* PAGE:
— BEGIN —
When a new European policy is born it is not easy to understand immediately the real motivations. Official documents exist of course, but often they do not tell the whole truth. Moreover, these are the point of convergence between political aspirations which may be different, but which in any case will have to undergo the steamroller of the European Commission’s bureaucracy.
Thus, in the months that follow the launch, the cruder motivations, which cannot be made explicit until the end, are covered over with arguments inspired by noble sentiments. Besides this, other voices raised asserting that, while it is true that the proposal presents limitations and risks, if the right modifications are made it may in the end generate a policy of great scope, of great strategic vision… but this dance of interpretations does not last long. There are two litmus tests that reveal the true nature of the policy in question: its actual implementation and the perception that the parties to whom it is directed have of it.
— END —
* EXERCISE DIRECTIONS: List every distinct word in the passage on new European policies above that ends in "-tion" or "-tions," each given once.

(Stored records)
— BEGIN —
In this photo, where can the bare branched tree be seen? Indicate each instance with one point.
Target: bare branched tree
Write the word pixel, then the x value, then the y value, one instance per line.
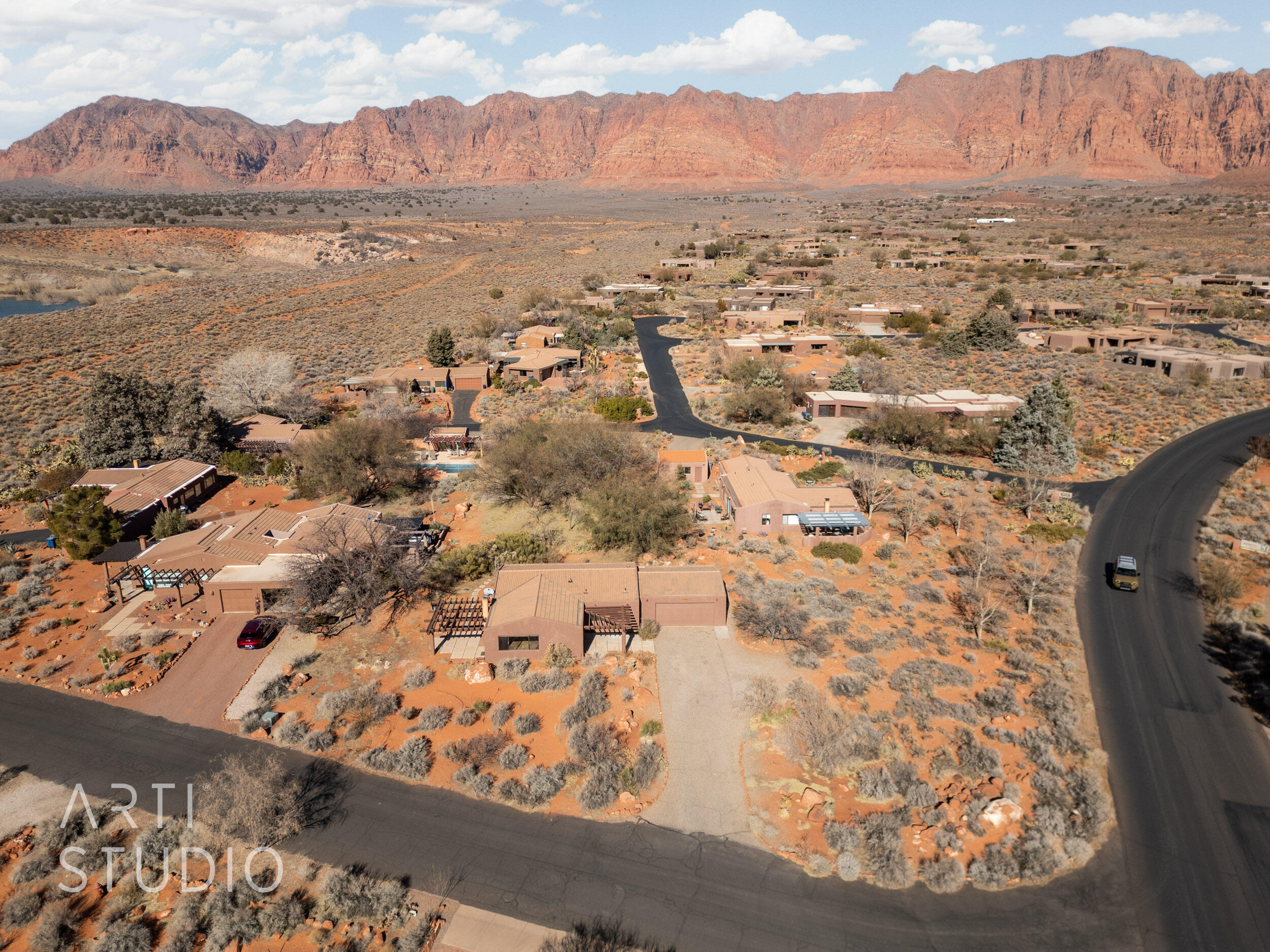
pixel 248 380
pixel 352 568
— END —
* WRITTEN SOLUTION: motivations, aspirations, limitations, modifications, interpretations, implementation, perception, question